++++ Data for analysis
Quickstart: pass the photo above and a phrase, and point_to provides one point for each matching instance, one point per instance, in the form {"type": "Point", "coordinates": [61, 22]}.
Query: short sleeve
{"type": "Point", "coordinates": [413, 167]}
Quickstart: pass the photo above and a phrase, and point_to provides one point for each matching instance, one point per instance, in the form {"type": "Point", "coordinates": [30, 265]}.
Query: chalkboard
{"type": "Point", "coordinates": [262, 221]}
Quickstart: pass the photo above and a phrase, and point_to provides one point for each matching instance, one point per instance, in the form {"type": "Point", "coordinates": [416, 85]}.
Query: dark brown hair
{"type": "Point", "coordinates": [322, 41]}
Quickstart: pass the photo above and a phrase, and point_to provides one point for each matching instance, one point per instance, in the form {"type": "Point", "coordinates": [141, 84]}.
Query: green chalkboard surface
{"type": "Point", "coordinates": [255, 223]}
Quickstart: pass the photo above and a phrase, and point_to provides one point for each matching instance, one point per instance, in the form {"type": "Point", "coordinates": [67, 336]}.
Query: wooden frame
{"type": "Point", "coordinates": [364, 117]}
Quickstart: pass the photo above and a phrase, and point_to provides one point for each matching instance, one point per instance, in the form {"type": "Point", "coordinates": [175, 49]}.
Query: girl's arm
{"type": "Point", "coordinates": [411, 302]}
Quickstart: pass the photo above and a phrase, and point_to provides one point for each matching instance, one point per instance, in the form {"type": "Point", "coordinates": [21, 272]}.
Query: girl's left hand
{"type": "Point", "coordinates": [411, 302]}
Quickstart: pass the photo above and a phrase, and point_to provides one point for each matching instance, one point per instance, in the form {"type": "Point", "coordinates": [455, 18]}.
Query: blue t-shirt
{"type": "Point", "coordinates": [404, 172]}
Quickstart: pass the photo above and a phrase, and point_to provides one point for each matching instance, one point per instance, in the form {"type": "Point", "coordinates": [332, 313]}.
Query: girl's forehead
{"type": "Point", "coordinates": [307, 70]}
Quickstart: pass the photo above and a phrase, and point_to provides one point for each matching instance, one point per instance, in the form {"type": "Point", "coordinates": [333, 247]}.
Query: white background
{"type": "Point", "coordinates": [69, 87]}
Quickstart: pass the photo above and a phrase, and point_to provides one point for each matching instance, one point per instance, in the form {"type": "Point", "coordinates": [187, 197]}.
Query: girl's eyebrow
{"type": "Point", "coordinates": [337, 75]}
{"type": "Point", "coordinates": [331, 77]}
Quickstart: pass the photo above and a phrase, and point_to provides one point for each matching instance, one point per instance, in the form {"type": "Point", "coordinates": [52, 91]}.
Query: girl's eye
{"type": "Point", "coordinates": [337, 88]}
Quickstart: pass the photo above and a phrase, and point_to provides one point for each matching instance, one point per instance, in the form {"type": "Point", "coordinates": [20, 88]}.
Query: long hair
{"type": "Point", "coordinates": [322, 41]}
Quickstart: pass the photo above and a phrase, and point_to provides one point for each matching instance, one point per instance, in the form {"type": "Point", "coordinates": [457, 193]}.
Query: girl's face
++++++++
After reading the lines above, reproduce them all exactly.

--- Response below ---
Quickstart: pass the photo above and a phrase, and point_to provides one point for each matching instance, one point per instance, in the form {"type": "Point", "coordinates": [61, 22]}.
Query: short sleeve
{"type": "Point", "coordinates": [413, 167]}
Quickstart: pass the photo above and a phrase, and point_to provides one point for each matching instance, one point per instance, in the form {"type": "Point", "coordinates": [30, 265]}.
Query: chalkboard
{"type": "Point", "coordinates": [262, 221]}
Quickstart: pass the photo above and a phrase, and point_to provides one point for each matching instance, one point per instance, in the form {"type": "Point", "coordinates": [416, 85]}.
Query: dark brown hair
{"type": "Point", "coordinates": [322, 41]}
Quickstart: pass the photo above and a phrase, and point_to provides one point for each matching instance, one point per instance, in the form {"type": "Point", "coordinates": [141, 84]}.
Query: green chalkboard surface
{"type": "Point", "coordinates": [255, 223]}
Quickstart: pass the photo above and a phrase, and point_to provides one point for each matching instance, one point per instance, in the form {"type": "Point", "coordinates": [67, 336]}.
Query: wooden frame
{"type": "Point", "coordinates": [364, 117]}
Quickstart: pass the photo above and a phrase, and point_to provides one point for each matching instance, one point per instance, in the form {"type": "Point", "coordinates": [175, 49]}.
Query: girl's arm
{"type": "Point", "coordinates": [411, 302]}
Quickstart: pass the photo above and a phrase, and point_to provides one point for each matching instance, one point per instance, in the form {"type": "Point", "coordinates": [21, 272]}.
Query: girl's left hand
{"type": "Point", "coordinates": [411, 302]}
Quickstart: pass the photo above and a phrase, and point_to provides one point for each matching instance, one point per instance, in the form {"type": "Point", "coordinates": [455, 18]}.
Query: blue t-shirt
{"type": "Point", "coordinates": [404, 172]}
Quickstart: pass the photo above and a phrase, and point_to provides one point for each matching instance, one point per instance, in the form {"type": "Point", "coordinates": [332, 313]}.
Query: girl's forehead
{"type": "Point", "coordinates": [307, 70]}
Quickstart: pass the photo above and a phrase, and point_to provides one point for each matching instance, one point per instance, in the form {"type": "Point", "coordinates": [333, 247]}.
Query: white background
{"type": "Point", "coordinates": [69, 87]}
Quickstart: pass the photo above and a phrase, and point_to provides one point for each matching instance, one point per instance, in the form {"type": "Point", "coordinates": [187, 197]}.
Query: girl's eyebrow
{"type": "Point", "coordinates": [337, 75]}
{"type": "Point", "coordinates": [331, 77]}
Quickstart: pass the photo above and a phrase, and point_to provides one point for each matching instance, one point per instance, in the form {"type": "Point", "coordinates": [52, 91]}.
Query: girl's eye
{"type": "Point", "coordinates": [337, 88]}
Quickstart: pass the photo above and a phrase, and point_to provides one point for each matching instance, one point per instance, in the form {"type": "Point", "coordinates": [20, 88]}.
Query: long hair
{"type": "Point", "coordinates": [322, 41]}
Quickstart: pass the photo above and a phrase, and point_to provides one point for each matching instance, one point per instance, in the form {"type": "Point", "coordinates": [457, 193]}.
Query: girl's face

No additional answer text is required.